Work task
Say how many lines in the records hold "railing". Nothing but the number should be given.

(Listed records Opens)

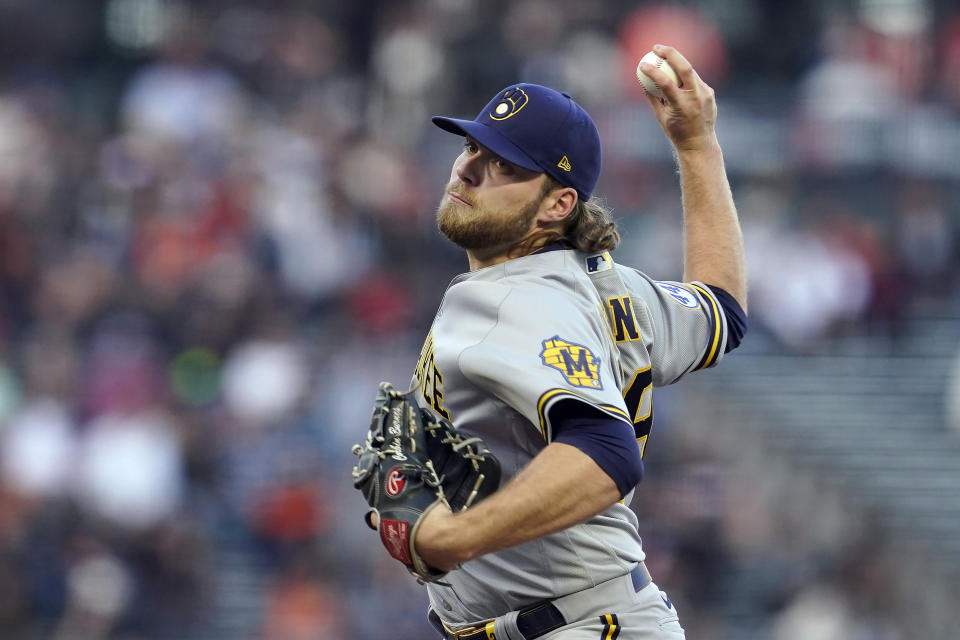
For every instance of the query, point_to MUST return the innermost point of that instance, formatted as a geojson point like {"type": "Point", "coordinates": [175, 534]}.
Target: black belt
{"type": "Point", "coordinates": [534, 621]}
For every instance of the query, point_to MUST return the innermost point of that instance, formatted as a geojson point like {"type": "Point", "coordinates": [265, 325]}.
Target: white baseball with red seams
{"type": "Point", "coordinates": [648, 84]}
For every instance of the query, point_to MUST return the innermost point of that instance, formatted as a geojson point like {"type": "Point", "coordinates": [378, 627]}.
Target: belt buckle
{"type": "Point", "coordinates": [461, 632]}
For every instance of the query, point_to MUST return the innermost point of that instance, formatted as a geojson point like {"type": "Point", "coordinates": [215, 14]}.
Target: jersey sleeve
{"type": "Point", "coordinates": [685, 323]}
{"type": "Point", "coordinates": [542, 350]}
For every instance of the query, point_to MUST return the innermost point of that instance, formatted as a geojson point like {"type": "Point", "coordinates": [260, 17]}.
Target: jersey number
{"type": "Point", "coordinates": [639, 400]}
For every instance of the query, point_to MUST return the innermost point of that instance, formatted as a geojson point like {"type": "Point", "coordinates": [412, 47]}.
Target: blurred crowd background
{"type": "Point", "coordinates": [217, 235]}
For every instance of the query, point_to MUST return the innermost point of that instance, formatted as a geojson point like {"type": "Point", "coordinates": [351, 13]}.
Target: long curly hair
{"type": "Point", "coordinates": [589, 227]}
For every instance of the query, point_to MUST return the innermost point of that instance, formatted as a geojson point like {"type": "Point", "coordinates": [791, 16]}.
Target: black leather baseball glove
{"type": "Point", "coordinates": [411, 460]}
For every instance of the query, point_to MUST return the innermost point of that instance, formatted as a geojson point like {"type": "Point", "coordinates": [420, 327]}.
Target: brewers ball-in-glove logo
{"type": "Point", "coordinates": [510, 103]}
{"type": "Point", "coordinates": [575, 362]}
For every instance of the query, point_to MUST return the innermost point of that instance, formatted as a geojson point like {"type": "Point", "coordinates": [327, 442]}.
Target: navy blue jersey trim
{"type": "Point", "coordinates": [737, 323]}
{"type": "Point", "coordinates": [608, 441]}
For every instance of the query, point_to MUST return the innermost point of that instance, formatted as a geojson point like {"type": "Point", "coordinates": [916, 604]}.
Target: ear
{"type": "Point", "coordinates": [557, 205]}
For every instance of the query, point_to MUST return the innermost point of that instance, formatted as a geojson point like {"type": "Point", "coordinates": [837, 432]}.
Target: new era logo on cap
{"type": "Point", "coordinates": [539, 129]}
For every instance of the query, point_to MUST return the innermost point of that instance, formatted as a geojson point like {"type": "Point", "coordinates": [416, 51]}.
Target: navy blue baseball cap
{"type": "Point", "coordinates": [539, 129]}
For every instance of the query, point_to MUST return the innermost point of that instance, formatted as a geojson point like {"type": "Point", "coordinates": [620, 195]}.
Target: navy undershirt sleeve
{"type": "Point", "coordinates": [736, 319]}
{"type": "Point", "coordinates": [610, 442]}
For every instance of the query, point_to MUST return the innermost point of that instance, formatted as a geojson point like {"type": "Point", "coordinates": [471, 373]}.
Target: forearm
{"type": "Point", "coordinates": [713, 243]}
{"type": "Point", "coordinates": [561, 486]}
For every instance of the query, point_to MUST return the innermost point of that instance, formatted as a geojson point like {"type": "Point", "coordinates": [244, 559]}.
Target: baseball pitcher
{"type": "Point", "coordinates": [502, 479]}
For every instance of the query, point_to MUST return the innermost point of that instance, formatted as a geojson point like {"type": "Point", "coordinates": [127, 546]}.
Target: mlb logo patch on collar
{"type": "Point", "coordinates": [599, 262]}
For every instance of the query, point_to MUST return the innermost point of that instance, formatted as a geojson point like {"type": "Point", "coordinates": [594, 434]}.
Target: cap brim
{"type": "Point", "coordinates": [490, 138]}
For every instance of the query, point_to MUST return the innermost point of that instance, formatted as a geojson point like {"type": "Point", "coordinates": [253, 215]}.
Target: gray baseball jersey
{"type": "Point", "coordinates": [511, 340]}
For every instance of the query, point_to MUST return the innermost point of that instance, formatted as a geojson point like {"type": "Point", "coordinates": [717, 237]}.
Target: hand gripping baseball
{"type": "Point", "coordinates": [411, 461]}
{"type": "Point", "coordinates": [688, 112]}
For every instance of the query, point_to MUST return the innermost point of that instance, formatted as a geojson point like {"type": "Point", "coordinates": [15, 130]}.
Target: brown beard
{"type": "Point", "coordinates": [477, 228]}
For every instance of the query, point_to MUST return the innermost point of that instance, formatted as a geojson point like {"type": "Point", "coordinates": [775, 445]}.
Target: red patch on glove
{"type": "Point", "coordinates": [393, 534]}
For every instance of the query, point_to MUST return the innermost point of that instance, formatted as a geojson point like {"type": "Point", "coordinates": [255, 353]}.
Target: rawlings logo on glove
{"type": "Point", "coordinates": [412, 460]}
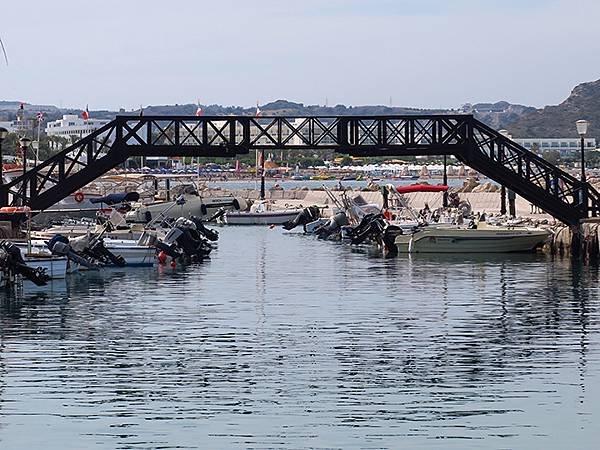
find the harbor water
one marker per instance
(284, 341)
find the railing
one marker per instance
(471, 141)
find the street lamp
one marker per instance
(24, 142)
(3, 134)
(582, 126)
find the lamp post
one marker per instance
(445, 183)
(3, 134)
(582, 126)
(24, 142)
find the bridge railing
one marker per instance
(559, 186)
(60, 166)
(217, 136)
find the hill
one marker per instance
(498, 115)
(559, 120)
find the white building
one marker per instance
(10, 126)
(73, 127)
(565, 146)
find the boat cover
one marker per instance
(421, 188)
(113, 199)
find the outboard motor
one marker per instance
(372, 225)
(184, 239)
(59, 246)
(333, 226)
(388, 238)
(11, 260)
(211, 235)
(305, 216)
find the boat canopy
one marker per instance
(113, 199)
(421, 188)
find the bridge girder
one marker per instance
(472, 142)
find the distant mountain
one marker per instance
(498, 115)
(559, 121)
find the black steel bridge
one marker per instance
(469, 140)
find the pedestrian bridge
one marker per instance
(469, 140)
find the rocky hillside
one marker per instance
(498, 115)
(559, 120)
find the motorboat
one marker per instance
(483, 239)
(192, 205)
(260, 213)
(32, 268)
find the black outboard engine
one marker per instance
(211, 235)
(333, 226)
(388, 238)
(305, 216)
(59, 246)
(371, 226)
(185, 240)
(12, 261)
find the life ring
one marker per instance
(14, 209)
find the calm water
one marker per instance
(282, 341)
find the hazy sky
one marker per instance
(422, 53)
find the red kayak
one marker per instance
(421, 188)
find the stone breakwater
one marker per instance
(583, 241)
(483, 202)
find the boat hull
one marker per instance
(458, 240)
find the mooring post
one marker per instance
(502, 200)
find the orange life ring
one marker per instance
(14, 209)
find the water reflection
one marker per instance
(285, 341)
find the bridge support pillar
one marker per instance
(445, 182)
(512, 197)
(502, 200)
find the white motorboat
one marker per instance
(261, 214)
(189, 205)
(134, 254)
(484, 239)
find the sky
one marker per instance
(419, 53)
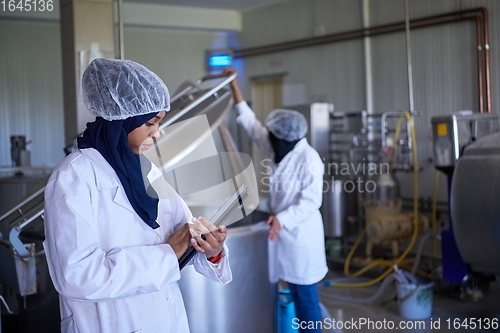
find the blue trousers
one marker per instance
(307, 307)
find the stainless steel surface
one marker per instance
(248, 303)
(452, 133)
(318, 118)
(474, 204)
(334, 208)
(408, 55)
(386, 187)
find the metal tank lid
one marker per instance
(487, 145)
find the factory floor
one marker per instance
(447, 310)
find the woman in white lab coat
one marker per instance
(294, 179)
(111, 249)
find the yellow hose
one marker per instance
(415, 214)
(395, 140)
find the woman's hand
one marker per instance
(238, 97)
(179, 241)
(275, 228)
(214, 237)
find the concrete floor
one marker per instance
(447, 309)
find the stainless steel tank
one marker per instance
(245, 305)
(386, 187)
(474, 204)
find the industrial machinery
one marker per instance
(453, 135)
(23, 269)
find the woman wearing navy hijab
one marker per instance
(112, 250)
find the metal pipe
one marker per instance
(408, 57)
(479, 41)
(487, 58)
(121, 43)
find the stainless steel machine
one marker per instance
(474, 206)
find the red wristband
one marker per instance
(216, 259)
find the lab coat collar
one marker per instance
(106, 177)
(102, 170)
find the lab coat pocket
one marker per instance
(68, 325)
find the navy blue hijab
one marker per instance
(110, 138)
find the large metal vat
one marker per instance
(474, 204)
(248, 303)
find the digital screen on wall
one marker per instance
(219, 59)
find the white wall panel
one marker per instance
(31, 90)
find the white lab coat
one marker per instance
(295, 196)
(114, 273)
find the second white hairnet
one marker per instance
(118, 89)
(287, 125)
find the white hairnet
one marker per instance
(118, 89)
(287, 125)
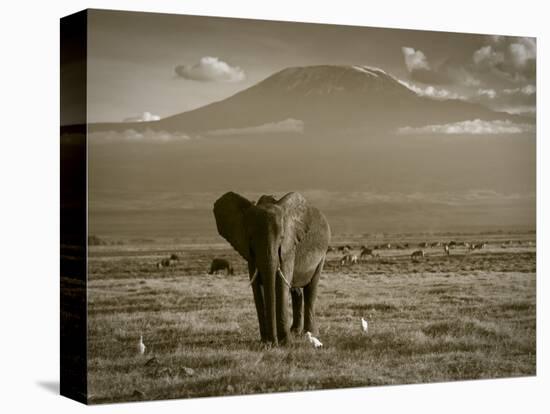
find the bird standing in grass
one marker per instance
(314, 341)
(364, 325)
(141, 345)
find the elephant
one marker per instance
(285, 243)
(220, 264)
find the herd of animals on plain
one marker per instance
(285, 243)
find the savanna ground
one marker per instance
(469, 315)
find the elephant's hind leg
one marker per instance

(Listed records Closes)

Result
2